Copy out every line of the records that contains the string "signpost". Treat uppercase and lowercase letters as different.

begin The input

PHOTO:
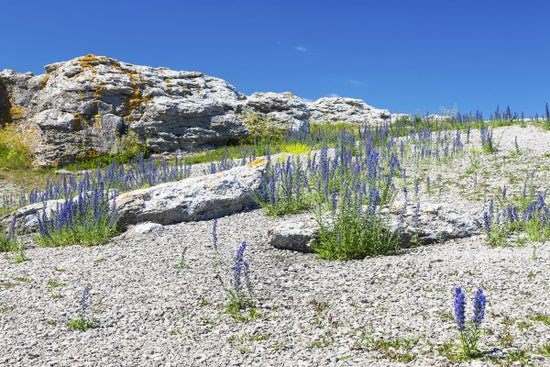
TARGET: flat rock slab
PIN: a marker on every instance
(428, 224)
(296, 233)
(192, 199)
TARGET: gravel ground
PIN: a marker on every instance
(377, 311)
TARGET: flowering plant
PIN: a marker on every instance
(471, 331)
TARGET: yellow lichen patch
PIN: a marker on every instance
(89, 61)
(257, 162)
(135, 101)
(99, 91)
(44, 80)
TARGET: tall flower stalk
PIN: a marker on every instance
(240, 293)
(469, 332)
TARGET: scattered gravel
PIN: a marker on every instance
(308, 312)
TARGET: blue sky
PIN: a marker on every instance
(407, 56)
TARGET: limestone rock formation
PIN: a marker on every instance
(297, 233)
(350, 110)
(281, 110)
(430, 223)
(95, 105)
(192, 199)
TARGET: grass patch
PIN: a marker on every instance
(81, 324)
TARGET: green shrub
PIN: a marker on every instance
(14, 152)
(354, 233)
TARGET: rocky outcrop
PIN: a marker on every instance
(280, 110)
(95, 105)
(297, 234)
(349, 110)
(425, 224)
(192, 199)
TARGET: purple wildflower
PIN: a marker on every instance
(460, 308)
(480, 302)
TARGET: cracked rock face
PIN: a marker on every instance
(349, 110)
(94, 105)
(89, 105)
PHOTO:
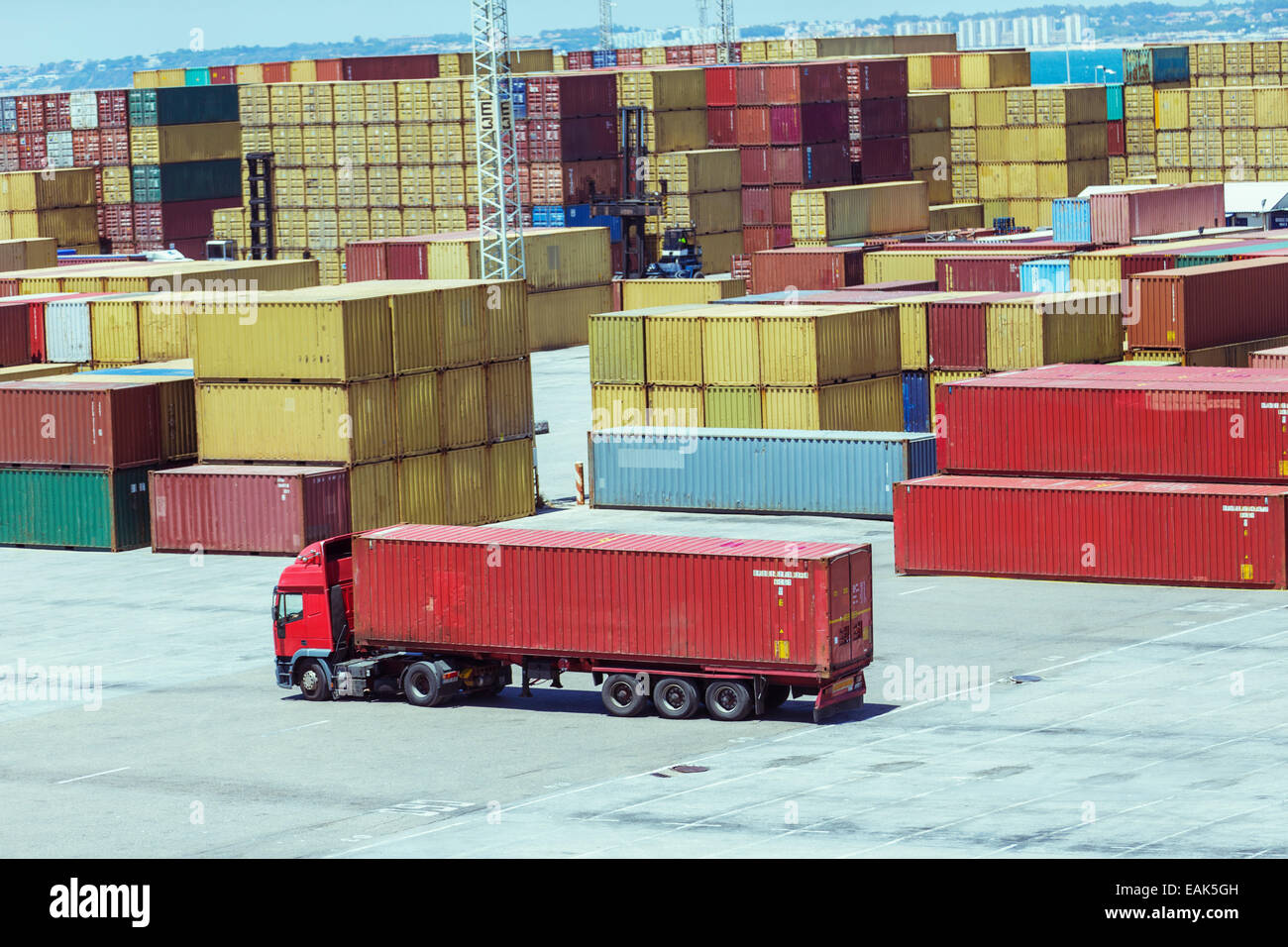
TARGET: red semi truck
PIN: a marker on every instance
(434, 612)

end The input
begin The input

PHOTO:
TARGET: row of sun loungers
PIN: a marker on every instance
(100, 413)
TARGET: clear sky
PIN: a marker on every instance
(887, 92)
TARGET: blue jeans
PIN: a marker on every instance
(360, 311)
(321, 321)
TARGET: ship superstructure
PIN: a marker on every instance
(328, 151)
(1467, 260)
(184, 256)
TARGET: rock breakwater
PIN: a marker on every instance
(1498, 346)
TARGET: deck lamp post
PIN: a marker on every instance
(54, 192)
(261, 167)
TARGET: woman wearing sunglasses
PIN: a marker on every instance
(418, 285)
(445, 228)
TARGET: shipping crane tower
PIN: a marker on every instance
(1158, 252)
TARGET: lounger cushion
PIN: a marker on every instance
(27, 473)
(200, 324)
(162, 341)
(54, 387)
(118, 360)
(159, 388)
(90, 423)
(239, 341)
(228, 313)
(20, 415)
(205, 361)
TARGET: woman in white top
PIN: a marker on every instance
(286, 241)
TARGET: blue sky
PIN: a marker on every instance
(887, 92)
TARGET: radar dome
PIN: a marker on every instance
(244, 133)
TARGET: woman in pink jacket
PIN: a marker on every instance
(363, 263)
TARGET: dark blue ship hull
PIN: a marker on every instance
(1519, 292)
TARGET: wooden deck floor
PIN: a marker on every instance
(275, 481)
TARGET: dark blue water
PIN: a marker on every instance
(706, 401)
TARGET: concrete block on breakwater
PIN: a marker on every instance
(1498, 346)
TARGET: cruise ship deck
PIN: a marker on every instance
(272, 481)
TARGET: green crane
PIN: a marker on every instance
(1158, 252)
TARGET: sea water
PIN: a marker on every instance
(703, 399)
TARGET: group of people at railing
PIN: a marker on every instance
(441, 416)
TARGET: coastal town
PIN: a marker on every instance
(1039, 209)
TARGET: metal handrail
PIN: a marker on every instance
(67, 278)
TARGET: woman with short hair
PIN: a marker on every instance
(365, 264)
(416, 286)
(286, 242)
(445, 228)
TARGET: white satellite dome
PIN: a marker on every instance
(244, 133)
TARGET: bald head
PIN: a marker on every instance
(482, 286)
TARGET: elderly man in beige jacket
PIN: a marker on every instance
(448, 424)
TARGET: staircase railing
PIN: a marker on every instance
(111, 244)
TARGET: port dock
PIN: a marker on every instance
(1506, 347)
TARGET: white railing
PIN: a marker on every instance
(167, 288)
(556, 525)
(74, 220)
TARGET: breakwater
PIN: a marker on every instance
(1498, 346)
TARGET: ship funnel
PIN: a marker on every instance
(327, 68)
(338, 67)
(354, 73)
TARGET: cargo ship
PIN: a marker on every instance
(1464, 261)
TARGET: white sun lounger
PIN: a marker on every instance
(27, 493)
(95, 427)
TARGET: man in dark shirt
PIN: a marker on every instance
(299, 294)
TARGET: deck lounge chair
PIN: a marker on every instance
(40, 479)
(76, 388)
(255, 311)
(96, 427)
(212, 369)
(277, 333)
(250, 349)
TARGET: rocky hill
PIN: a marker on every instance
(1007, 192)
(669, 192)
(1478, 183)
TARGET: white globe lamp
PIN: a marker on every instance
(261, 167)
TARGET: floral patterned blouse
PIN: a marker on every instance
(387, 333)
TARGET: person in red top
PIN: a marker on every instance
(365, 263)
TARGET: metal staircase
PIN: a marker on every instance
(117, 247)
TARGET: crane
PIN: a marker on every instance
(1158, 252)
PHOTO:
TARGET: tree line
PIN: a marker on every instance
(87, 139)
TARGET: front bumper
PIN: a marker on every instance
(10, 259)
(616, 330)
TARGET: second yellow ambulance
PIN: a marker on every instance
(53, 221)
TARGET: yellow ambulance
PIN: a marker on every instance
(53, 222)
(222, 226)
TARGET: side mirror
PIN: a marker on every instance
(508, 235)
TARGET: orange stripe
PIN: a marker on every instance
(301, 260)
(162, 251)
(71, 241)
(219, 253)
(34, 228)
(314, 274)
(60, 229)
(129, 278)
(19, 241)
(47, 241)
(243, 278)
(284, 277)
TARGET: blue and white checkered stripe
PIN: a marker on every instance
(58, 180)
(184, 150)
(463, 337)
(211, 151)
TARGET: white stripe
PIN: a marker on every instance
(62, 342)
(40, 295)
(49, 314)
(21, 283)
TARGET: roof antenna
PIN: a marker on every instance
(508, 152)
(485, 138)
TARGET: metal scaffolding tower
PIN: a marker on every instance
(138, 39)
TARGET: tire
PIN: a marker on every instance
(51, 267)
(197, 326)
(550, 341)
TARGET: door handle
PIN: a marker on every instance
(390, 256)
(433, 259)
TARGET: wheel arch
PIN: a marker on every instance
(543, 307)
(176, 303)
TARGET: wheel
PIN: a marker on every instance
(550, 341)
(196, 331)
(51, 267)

end The input
begin The input

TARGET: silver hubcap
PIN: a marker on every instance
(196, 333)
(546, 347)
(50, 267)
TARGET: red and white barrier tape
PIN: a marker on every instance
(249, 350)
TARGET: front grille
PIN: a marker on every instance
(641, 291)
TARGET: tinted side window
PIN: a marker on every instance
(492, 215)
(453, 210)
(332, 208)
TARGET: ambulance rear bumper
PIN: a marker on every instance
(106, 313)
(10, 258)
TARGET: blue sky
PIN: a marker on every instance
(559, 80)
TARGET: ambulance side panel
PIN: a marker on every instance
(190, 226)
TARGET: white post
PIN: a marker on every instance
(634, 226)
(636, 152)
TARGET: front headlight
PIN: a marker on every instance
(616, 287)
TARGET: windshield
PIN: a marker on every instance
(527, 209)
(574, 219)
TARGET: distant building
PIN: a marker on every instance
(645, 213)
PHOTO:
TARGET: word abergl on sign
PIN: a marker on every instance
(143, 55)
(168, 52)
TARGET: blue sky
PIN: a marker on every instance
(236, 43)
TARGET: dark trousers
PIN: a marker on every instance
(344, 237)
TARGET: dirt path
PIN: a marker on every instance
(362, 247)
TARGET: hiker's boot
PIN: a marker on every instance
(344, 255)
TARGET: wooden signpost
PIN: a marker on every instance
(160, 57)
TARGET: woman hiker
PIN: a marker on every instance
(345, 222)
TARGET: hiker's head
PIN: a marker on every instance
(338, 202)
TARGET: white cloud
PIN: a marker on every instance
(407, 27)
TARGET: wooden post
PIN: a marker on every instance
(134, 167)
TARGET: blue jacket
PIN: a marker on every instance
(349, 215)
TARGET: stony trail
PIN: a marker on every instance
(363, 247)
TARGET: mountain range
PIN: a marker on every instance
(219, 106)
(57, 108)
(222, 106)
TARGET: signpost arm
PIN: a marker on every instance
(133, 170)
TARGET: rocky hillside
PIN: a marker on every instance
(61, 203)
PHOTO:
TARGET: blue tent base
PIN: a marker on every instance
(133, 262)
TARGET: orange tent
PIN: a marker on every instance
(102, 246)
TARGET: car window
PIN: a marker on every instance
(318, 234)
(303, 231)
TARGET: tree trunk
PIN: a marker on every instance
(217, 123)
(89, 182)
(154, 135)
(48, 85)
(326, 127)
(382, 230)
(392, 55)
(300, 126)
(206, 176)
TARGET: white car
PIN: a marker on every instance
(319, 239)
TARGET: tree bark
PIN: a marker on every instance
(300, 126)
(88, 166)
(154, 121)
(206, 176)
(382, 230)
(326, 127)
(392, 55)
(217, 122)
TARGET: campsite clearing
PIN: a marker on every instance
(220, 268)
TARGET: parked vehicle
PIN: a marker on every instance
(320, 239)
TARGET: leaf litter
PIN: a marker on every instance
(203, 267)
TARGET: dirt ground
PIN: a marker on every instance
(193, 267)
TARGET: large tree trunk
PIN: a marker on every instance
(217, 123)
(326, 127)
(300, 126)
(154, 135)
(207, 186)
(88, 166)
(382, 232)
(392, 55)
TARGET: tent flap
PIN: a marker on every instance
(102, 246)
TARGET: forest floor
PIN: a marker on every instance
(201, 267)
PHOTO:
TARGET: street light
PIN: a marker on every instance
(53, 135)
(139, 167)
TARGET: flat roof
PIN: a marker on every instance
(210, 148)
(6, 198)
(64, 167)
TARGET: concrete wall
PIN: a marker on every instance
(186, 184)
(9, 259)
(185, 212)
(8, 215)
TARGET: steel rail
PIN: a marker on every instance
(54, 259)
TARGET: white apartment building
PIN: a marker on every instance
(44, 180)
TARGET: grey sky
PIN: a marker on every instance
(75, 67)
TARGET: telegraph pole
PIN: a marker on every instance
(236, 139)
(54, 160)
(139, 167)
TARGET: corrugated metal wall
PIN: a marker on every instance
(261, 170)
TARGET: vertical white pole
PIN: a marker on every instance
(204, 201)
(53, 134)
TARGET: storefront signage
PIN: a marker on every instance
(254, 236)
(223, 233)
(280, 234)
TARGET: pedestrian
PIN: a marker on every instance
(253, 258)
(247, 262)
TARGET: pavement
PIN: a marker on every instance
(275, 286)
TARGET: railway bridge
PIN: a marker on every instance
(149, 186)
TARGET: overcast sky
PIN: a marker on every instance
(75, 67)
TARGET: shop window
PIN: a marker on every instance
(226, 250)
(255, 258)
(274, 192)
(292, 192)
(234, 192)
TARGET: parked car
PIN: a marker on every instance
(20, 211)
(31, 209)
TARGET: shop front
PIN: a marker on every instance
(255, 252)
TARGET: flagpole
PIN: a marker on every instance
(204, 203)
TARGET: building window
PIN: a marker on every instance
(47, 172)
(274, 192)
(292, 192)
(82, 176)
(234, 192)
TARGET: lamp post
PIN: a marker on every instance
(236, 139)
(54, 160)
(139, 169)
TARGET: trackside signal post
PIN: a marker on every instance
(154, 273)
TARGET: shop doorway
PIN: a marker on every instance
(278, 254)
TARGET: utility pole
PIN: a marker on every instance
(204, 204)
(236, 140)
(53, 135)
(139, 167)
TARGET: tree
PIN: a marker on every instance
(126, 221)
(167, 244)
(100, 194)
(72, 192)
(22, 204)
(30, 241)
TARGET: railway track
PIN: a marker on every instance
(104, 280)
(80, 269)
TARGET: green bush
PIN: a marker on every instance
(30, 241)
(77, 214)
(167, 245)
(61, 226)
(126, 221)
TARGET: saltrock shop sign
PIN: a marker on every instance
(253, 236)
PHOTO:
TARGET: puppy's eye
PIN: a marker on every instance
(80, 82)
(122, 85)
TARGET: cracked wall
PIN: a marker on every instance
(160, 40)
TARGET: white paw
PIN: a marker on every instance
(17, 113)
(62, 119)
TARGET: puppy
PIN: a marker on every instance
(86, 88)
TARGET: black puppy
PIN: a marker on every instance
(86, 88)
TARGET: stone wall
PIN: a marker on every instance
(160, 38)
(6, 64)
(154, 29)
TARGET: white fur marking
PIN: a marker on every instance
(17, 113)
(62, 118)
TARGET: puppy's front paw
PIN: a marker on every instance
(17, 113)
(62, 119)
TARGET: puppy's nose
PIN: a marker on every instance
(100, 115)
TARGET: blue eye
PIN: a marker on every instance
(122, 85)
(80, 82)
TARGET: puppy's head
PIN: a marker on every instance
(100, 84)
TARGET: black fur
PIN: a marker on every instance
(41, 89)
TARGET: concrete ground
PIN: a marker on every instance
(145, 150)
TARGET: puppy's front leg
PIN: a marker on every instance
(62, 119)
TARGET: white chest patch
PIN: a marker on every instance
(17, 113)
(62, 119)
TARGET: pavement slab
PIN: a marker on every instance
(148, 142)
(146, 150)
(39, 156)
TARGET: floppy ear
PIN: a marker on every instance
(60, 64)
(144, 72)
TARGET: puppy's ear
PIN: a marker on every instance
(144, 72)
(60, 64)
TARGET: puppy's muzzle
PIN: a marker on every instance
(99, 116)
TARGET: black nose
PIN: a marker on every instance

end The input

[The response]
TARGET: wooden signpost
TARGET: signpost arm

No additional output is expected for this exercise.